Back to my normal day on various classes today @greenpea so should be an easier day. Hoping so as very tired after yesterday. It is so cold this morning so taking time to get moving. Need to do so soon though as I have morning duty and can't be late for that.
Hi and good morning @Zoe7@greenpea@CheerBear and thankyou so much for the well wishes for today. Yesterday afternoon and last night I could have spent a good bit of time going thru my documents and notes to prepare, but I didn't. I've cancelled my computer pals class on uploading photos this morning and will do the above instead. Yesterday I had the psychologist for the first time in 3 weeks and then had a mammogram. A few tears at the pdoc but then whatever it was hit me hard while the mammogram was being done. I tried to suppress it unsuccessfully, cried while it was being done and when I came out it took me another 10 min or so to stop crying. Sure, the mammogram is seriously uncomfortable, but it felt more like some kind of trauma trigger. So I had an emotional hangover for hours and was also trying to peg down where that PTSD response had come from. Can't quite work it out, couple of possibilities but nothing specific. Even this morning I'm feeling quite drained but I need to perk up and get clear to do what I have to today.
Hope everyone passing here today has a day with good in it. I know I've got support here which is invaluable to me, thankyou xx
Sometimes we cannot work out why we are triggered @eth and that doesn't make it any easier to deal with. You got through the day with a lot going on for you so go easy on yourself. Lots of self-care and getting through another tricky day with all that you have to deal with today. Goodluck with your appointment - I hope it all goes well for you.

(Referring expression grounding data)

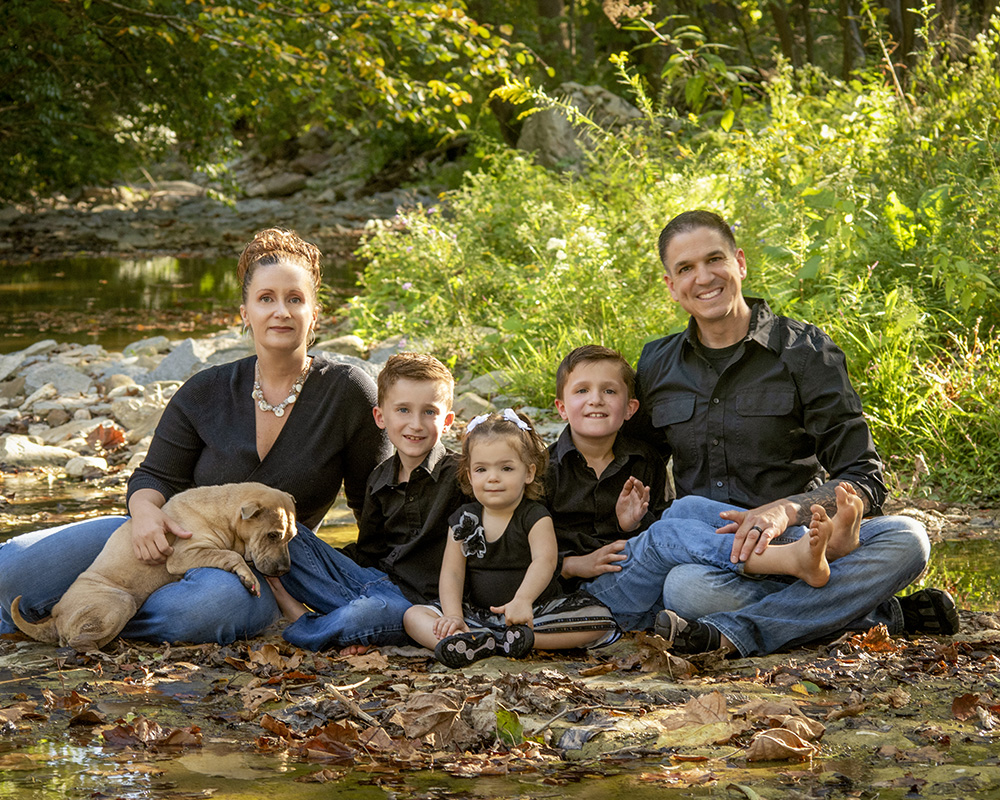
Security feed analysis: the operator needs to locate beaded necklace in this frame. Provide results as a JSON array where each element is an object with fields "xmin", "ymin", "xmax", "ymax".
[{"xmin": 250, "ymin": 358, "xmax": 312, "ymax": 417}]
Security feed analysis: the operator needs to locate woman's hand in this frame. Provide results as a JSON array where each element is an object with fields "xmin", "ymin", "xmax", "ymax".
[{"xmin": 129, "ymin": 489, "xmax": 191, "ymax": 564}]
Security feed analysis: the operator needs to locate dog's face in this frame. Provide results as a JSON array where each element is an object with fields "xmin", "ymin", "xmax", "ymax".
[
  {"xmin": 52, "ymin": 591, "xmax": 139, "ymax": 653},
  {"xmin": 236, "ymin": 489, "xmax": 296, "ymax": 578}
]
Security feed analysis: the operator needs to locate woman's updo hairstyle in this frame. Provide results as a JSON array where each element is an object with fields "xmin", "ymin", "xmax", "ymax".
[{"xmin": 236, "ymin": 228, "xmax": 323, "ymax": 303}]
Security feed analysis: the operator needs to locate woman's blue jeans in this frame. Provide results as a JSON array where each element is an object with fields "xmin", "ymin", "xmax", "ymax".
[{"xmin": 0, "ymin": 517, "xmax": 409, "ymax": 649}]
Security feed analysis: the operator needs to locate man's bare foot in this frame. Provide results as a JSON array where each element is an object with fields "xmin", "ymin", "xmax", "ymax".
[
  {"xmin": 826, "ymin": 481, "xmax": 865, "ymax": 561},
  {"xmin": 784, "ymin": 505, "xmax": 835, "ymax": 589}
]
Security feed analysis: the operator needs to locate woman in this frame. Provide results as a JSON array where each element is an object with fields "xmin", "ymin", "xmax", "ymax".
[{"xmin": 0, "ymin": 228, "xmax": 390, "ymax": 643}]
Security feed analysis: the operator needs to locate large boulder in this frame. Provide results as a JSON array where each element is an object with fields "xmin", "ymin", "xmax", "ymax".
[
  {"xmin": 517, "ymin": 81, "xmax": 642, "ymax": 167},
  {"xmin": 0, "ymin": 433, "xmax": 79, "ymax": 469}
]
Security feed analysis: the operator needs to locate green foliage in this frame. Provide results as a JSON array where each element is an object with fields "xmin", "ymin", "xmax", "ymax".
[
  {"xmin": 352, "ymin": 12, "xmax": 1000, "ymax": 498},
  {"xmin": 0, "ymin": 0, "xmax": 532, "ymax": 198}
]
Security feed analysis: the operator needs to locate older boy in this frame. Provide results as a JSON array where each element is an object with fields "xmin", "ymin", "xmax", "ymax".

TASK 1: From the forum thread, reproduce word for word the passage starting with "Hope everyone passing" and going on through "well for you.".
TASK 2: Resume the forum thread about a hard day after a mammogram, picking up right after its last sentence.
The items are unrelated to the forum thread and stand as material of their own.

EXERCISE ANSWER 1:
Hope everyone passing here today has a day with good in it. I know I've got support here which is invaluable to me, thankyou xx
Sometimes we cannot work out why we are triggered @eth and that doesn't make it any easier to deal with. You got through the day with a lot going on for you so go easy on yourself. Lots of self-care and getting through another tricky day with all that you have to deal with today. Goodluck with your appointment - I hope it all goes well for you.

EXERCISE ANSWER 2:
So I am home for the third day since hospital and am up and down. The first day SH overtook me so yesterday I was just reeling with the after effects. Today I definitely feel better I got some housework done and am sitting rugged up with a ginger tea and my journal. I am off work for the next 5 weeks until term 3. So I can spend my time doing crochet and painting. I am feeling so much better on the new meds since before going into hospital but they're less effective on SH thoughts. My Psychiatrist said my long standing diagnosis are MDD PTSD BPD which sounds right to me but I can't stop obsessing over the reality of my MI.
I'm about to head out to take son2 to school he's in his HSC year and has a late start.
@Angels333 Hi Angels333 hope you keep improving on new meds and that the sh starts to leave you alone now that you are settled back at home. Really happy for you that you have another 5 weeks off that is wonderful . I have to ask what is MDD?